* [Goal]: Find every line in the records below that contains the word "front", and copy each of those lines in full. Case counts.

┌──

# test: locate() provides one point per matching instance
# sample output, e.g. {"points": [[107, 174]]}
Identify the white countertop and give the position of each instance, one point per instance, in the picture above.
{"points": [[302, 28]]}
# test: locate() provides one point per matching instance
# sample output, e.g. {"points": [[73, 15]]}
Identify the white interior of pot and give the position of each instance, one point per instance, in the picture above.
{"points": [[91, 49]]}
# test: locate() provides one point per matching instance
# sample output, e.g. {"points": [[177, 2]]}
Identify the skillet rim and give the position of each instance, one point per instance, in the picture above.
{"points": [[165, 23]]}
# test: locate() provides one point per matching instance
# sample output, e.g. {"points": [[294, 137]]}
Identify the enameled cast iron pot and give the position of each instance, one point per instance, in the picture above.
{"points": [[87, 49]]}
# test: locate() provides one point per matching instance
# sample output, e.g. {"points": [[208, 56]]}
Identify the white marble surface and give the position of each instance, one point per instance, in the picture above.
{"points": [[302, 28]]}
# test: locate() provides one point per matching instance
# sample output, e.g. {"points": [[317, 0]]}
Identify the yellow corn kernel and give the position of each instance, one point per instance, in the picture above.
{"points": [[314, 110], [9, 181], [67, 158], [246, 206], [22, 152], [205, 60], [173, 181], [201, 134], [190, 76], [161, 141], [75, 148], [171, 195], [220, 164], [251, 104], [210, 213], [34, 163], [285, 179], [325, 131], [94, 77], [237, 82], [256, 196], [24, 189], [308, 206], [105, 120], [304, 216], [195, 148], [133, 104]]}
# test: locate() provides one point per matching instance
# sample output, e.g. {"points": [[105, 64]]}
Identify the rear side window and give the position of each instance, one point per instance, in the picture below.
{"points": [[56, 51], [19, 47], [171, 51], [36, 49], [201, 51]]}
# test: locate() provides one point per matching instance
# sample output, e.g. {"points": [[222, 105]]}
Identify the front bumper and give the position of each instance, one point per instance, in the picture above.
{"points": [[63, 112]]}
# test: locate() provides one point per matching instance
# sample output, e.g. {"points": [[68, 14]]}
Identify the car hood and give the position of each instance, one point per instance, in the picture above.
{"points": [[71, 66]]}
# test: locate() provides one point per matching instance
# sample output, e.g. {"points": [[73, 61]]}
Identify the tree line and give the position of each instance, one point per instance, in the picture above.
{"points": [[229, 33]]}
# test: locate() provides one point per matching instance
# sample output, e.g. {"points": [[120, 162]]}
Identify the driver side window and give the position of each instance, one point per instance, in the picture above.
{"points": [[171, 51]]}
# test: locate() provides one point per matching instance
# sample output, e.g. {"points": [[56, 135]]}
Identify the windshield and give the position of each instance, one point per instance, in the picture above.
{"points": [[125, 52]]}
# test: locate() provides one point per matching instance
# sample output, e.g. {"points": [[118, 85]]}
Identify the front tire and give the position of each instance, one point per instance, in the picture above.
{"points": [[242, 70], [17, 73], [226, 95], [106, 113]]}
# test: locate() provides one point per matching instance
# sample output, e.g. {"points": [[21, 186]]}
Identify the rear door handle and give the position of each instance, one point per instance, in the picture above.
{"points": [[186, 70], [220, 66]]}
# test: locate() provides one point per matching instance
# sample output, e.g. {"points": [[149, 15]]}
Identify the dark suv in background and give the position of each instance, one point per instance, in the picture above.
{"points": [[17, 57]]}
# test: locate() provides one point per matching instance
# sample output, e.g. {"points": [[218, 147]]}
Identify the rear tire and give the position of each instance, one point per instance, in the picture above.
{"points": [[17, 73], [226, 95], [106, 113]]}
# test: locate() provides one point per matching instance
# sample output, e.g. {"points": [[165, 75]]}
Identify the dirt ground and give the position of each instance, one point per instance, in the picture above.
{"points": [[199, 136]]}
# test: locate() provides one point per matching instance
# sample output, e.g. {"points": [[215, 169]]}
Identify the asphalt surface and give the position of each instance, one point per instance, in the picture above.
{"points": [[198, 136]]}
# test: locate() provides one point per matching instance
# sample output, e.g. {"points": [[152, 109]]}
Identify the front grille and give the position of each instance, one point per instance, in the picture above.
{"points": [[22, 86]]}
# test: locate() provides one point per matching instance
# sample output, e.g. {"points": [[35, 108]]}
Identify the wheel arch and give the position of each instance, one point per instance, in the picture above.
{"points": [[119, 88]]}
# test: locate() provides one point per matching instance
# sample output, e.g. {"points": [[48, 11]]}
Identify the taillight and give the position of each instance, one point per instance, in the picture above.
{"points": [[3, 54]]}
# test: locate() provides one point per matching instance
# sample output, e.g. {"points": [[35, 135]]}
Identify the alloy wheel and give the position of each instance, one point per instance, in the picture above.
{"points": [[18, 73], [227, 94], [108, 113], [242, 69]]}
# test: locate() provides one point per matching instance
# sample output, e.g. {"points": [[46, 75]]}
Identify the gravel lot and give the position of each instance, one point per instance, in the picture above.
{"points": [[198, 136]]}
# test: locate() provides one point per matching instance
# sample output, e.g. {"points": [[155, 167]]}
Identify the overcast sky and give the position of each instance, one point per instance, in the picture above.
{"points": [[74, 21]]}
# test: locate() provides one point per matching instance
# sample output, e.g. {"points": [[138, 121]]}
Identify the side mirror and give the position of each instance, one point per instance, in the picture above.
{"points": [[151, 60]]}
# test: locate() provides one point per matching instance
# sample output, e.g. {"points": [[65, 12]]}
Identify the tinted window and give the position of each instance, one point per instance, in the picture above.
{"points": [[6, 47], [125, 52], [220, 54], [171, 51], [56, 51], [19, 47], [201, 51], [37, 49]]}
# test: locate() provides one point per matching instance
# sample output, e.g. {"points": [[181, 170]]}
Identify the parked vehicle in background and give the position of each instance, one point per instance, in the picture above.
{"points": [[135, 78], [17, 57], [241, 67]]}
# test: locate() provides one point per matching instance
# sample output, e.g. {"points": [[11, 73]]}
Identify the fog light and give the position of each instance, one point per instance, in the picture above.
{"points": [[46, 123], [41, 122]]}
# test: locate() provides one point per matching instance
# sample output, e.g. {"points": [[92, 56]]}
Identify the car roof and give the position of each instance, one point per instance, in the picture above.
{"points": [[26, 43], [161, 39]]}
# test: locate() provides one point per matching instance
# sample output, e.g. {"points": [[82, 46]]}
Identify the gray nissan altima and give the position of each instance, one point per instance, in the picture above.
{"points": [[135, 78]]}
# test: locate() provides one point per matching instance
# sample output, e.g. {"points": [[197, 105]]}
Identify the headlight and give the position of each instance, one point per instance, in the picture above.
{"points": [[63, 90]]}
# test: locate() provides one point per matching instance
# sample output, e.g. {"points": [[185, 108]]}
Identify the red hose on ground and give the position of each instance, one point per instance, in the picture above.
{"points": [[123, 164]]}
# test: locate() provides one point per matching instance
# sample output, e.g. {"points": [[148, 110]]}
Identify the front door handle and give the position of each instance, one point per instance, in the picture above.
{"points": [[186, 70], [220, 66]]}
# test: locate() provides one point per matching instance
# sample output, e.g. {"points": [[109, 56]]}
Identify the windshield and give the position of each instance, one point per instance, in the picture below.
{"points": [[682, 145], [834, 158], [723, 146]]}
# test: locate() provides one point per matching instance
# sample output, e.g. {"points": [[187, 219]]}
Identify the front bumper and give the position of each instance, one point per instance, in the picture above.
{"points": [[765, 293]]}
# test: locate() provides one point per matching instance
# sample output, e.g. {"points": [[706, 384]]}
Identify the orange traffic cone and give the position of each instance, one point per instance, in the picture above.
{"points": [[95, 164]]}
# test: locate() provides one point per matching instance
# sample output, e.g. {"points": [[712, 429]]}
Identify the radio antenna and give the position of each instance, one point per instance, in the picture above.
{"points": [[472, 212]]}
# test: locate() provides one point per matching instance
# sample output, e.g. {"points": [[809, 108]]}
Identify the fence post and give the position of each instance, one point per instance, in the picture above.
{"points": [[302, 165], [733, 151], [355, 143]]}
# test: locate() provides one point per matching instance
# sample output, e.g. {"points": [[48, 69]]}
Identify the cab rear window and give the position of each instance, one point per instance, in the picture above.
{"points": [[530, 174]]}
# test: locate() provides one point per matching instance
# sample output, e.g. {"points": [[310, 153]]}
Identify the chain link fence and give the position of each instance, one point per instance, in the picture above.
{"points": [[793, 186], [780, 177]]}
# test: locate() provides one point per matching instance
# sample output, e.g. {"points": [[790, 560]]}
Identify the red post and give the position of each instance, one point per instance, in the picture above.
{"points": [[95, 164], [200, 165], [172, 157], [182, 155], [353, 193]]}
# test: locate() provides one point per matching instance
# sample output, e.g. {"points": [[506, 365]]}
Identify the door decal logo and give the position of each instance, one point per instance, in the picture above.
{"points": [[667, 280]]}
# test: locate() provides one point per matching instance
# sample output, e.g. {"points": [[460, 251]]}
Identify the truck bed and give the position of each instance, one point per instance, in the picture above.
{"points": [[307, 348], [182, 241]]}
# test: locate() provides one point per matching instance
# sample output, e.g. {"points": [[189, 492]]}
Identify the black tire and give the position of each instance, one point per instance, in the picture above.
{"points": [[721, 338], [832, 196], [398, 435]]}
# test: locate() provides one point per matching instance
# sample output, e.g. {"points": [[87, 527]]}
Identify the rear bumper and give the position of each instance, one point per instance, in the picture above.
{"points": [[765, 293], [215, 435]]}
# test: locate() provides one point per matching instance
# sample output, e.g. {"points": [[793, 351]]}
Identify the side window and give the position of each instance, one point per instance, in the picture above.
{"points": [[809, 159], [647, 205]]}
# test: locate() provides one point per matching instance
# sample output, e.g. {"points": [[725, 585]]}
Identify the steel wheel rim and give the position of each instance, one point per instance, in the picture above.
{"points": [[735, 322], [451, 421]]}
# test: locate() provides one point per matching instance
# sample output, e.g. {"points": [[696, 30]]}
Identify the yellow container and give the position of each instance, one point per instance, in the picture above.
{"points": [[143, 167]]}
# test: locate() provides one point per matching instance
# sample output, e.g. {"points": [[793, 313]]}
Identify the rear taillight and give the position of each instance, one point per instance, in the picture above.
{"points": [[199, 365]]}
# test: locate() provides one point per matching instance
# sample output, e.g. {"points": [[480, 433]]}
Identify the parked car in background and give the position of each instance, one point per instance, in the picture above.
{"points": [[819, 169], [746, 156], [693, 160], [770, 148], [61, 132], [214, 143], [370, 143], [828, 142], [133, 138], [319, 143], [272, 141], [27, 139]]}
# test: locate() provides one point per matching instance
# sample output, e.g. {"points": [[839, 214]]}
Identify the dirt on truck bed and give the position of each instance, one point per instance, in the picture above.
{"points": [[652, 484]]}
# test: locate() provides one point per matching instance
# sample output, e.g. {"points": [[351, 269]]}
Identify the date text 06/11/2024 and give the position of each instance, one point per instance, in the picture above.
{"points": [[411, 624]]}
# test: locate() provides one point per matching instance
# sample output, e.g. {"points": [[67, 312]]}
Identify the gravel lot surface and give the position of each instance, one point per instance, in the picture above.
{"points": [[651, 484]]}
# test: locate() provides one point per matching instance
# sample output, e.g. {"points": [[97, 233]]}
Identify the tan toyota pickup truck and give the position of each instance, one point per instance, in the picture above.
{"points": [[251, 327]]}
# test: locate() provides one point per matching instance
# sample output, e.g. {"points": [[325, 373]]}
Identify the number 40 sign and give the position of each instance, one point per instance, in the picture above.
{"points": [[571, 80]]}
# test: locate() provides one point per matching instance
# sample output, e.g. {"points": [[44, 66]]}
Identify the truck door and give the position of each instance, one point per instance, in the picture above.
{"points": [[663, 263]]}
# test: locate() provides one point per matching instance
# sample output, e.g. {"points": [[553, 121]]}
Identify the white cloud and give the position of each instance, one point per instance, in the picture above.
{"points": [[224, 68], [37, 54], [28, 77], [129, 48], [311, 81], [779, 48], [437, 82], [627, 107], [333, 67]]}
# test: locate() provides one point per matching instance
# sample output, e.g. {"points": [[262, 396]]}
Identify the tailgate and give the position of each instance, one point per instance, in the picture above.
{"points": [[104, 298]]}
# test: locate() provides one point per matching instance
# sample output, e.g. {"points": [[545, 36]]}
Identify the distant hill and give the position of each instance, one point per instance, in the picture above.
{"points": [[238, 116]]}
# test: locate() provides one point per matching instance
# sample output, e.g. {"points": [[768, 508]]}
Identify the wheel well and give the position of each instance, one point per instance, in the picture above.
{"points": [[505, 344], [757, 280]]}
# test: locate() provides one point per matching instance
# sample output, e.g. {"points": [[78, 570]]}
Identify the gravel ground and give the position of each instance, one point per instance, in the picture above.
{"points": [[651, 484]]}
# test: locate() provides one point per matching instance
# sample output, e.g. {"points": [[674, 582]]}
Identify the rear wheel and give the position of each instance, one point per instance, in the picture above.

└──

* [Answer to the problem]:
Identify the front bumper and give the position of each instance, one point per instance, in the picture above.
Identify the front tire and give the position of each instance, one point per instance, in the picture above.
Identify the front grille and give the position of each instance, one point per instance, in the picture above.
Identify the front door handle and give the position of each instance, one point per instance, in the picture above.
Identify the front bumper and give the position of each instance, one point per instance, in the picture above.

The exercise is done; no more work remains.